● WHAT YOU SHOULD DO
All lines from the one with "Reviewer note: confirm that each instance of the white cloud" through the last line of the data below should be copied exactly; please add nothing.

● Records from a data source
>>>>

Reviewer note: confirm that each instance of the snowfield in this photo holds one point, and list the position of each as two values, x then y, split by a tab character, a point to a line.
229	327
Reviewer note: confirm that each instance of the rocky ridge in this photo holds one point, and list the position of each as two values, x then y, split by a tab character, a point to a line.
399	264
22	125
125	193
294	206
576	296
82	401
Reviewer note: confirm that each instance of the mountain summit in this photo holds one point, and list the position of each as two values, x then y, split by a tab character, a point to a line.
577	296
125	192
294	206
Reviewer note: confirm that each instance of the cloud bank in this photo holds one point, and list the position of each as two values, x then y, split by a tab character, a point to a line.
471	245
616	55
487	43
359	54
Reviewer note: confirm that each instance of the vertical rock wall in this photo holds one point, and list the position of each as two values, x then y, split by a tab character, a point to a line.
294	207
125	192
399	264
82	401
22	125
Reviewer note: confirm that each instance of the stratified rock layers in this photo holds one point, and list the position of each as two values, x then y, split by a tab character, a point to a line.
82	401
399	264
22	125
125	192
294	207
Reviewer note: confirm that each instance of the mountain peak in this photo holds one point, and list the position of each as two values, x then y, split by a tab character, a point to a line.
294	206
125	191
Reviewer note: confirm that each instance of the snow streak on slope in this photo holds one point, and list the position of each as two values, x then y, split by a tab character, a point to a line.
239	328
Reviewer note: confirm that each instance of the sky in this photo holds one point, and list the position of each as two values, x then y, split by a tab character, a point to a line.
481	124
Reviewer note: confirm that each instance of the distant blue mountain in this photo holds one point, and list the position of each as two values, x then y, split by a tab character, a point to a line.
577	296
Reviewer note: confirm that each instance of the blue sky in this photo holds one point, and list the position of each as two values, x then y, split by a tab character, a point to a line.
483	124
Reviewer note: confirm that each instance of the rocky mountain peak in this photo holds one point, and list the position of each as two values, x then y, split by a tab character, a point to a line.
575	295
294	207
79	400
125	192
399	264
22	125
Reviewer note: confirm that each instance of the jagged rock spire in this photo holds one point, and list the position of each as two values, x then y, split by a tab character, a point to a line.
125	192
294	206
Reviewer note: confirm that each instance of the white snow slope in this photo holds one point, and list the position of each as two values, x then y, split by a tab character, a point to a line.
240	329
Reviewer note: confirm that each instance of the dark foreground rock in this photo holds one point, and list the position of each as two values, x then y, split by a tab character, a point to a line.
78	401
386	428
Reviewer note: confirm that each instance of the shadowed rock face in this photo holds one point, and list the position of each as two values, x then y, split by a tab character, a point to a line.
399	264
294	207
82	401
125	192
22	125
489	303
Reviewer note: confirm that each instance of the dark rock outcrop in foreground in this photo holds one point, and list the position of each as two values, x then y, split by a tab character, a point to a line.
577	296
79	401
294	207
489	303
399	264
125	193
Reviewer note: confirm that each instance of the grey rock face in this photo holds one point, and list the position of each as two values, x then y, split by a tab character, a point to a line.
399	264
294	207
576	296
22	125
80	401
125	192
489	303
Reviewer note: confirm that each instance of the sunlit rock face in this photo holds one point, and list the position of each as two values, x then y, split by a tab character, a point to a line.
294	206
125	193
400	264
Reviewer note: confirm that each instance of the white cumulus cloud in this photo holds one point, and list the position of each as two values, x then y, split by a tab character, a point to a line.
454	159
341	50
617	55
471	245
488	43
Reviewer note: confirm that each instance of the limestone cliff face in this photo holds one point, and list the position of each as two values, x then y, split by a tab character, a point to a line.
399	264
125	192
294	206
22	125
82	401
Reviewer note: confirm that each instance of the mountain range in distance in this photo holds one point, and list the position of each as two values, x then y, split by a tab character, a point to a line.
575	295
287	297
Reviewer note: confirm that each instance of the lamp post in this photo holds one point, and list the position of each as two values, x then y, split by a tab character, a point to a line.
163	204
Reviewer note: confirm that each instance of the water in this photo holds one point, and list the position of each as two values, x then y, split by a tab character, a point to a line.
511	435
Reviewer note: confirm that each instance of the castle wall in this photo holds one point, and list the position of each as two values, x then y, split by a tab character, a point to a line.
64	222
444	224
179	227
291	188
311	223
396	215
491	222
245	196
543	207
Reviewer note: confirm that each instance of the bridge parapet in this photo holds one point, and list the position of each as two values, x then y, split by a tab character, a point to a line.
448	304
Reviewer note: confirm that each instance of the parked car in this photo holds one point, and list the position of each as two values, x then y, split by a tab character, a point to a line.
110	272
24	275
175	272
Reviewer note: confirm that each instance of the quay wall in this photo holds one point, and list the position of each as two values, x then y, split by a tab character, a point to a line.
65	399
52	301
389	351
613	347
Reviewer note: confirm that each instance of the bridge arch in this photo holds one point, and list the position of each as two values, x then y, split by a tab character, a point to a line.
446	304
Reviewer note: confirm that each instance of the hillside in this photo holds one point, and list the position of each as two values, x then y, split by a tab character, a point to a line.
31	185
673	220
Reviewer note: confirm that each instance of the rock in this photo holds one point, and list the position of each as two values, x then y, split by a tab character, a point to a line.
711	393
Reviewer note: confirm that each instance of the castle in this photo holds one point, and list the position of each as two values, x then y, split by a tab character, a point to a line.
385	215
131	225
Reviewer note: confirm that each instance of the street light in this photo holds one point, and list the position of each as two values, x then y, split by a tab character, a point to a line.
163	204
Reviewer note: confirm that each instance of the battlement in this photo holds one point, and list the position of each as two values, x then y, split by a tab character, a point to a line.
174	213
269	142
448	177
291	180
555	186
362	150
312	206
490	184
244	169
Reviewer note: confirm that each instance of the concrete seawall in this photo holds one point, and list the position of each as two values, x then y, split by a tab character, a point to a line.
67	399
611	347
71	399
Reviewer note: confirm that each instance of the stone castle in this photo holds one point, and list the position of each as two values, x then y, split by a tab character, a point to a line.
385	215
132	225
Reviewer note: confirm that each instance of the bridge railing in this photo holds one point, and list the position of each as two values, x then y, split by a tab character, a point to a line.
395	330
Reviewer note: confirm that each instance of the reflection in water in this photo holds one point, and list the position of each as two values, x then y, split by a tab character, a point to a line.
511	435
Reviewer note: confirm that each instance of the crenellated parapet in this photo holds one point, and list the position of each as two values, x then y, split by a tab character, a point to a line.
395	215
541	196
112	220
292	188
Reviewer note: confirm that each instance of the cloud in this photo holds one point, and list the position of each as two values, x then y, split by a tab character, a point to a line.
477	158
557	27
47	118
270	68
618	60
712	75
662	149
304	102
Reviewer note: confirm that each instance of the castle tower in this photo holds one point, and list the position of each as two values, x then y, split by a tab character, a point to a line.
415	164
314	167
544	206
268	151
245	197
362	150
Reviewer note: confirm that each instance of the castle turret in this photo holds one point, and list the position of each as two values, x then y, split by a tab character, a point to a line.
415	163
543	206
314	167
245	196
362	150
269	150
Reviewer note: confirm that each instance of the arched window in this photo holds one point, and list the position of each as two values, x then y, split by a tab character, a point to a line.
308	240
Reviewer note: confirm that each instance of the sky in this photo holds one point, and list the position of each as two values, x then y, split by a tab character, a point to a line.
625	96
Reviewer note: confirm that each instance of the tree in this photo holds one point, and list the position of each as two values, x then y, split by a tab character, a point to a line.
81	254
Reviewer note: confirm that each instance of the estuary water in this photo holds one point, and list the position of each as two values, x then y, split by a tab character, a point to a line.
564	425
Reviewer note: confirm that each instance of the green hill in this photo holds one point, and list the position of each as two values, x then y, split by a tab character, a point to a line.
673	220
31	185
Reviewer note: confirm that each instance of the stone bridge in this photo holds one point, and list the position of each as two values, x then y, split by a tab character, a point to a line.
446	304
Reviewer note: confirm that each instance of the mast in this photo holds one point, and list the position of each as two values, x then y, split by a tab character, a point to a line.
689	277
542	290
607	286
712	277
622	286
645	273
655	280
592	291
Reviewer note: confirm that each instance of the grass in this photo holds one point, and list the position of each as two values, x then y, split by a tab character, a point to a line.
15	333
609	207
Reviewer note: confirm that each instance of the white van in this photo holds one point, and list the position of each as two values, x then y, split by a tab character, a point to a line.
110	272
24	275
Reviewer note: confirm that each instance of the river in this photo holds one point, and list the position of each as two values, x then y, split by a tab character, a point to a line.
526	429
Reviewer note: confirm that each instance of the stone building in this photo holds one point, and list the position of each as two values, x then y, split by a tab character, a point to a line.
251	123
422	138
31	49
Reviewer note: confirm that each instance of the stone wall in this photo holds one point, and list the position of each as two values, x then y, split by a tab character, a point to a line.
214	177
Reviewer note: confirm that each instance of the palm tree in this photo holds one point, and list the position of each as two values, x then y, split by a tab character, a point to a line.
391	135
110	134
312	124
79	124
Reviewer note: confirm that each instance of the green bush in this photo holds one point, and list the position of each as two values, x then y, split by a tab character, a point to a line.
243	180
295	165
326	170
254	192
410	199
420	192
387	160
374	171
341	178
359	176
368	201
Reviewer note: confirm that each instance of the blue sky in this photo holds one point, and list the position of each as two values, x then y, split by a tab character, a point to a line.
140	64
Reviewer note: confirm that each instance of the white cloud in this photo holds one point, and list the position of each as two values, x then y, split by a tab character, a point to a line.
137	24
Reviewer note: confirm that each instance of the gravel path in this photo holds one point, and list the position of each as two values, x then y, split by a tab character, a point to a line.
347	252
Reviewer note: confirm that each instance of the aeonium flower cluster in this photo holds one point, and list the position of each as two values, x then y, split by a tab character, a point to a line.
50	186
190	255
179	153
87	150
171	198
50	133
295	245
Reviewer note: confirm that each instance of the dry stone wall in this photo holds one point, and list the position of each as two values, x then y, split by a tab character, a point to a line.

<<<<

● EXERCISE ANSWER
Reviewer note: confirm that each instance of the white cloud in this photo holds one point, and list the position of each as two values, x then y, split by a tab character, a point to a line.
137	24
Reviewer note: confirm that each instance of the gravel path in this photo holds one point, and list the position of each as two values, x then y, split by a tab character, a point to a line.
347	252
Reviewer note: confirm that each instance of the aeonium flower cluster in this photo holds one point, and list the position of each as two values, x then y, split by a tab character, a point to a line.
50	186
190	255
179	153
87	150
171	198
50	133
295	245
Reviewer note: confirm that each instance of the dry stone wall in this photo holds one point, and list the position of each as two values, x then y, split by a tab character, a point to a line.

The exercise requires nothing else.